Your answer is the lines from the one that has "Target: brick column" through the last line of the records below, retyped exactly and alone.

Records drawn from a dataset
--------------------------------------------------
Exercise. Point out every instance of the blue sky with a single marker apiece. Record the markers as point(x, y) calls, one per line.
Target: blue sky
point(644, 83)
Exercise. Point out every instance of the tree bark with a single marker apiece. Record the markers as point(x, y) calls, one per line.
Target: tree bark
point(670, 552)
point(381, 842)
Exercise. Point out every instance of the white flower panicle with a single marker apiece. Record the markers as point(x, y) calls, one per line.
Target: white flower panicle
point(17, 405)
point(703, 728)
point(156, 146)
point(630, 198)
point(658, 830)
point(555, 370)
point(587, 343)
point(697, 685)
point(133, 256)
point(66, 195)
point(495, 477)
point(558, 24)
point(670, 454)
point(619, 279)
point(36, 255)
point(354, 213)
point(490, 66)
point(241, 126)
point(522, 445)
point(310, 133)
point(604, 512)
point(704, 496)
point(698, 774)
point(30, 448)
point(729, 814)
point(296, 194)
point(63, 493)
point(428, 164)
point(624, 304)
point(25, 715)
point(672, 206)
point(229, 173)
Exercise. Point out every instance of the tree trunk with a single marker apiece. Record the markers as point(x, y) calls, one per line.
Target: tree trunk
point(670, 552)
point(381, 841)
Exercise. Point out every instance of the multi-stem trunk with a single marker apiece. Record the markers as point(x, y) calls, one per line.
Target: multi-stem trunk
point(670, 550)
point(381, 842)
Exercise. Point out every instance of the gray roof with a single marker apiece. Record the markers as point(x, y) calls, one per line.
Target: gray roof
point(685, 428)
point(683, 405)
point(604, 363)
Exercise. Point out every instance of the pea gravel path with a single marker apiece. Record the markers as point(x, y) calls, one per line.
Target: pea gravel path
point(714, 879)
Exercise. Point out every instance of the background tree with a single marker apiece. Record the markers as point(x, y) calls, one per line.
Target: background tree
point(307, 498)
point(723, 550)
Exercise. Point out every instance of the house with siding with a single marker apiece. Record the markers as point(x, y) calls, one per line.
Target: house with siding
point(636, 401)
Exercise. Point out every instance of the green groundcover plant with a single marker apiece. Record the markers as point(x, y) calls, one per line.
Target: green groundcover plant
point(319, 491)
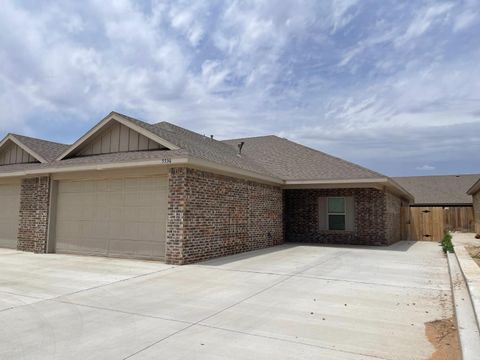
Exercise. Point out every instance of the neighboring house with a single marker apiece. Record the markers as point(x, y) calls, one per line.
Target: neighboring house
point(439, 190)
point(474, 191)
point(441, 203)
point(157, 191)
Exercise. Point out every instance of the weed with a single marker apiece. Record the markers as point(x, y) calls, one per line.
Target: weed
point(447, 245)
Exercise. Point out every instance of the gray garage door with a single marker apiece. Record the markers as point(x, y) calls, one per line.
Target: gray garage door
point(9, 215)
point(123, 217)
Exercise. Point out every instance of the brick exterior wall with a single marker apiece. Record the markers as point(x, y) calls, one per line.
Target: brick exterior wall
point(212, 215)
point(476, 211)
point(377, 219)
point(34, 209)
point(393, 218)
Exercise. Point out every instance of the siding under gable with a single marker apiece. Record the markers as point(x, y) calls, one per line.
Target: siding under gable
point(14, 154)
point(117, 138)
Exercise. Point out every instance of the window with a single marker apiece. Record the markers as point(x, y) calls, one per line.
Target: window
point(336, 214)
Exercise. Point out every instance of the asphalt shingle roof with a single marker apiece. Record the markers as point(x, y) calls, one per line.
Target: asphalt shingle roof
point(200, 146)
point(292, 161)
point(439, 190)
point(267, 155)
point(47, 149)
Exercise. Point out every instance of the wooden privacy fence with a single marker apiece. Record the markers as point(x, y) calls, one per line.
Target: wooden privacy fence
point(430, 223)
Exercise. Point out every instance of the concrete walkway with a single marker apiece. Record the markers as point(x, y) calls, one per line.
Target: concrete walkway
point(288, 302)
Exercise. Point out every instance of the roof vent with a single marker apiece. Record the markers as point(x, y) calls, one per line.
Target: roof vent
point(240, 146)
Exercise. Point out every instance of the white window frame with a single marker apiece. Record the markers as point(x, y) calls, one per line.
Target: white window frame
point(344, 212)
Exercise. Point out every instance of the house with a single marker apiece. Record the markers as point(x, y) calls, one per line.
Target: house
point(441, 204)
point(439, 190)
point(128, 188)
point(474, 191)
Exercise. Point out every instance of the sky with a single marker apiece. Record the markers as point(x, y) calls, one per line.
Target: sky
point(391, 85)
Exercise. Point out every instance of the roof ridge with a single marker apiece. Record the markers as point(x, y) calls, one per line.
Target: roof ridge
point(426, 176)
point(334, 157)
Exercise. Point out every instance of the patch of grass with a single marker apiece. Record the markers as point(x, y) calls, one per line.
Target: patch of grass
point(447, 245)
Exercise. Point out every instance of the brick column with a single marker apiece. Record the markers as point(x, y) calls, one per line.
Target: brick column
point(177, 199)
point(34, 209)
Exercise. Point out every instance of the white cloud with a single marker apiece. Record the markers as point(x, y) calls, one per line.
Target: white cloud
point(362, 81)
point(425, 168)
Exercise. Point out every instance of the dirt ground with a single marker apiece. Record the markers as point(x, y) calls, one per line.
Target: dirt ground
point(443, 335)
point(474, 252)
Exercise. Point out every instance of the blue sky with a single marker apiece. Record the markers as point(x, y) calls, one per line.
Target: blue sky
point(392, 85)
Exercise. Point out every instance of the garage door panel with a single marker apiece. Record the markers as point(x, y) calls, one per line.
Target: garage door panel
point(115, 217)
point(9, 215)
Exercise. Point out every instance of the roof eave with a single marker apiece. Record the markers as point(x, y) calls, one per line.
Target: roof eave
point(474, 189)
point(174, 161)
point(383, 182)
--------------------------------------------------
Problem solution:
Target: brick column
point(177, 199)
point(34, 209)
Exercise. Point out every instance of the white cloud with a single marker apiece. Record the markers as point(x, y) calls, one per line.
Target: white cloud
point(362, 81)
point(425, 168)
Exercise. Point out every instance of the dirt ground with a single marker apiece. Record the markers as point(x, y) calls, one per line.
Target: dirt ground
point(443, 335)
point(474, 252)
Exercise. Point out every instance of the blue sky with a single marker apiece. Record the markers as point(x, y) calls, one per line.
Target: blue sky
point(392, 85)
Exercise. Point out every instance of the garage door panel with a single marker apiece. Record the markers as point(x, y) calls, one per line.
Target: garage door panel
point(115, 217)
point(9, 215)
Exercise. Point out every instance of the roof eave with a single marker apiece. Record the markers as point(x, y) calls, one per line.
Target: roof eave
point(474, 189)
point(174, 161)
point(383, 182)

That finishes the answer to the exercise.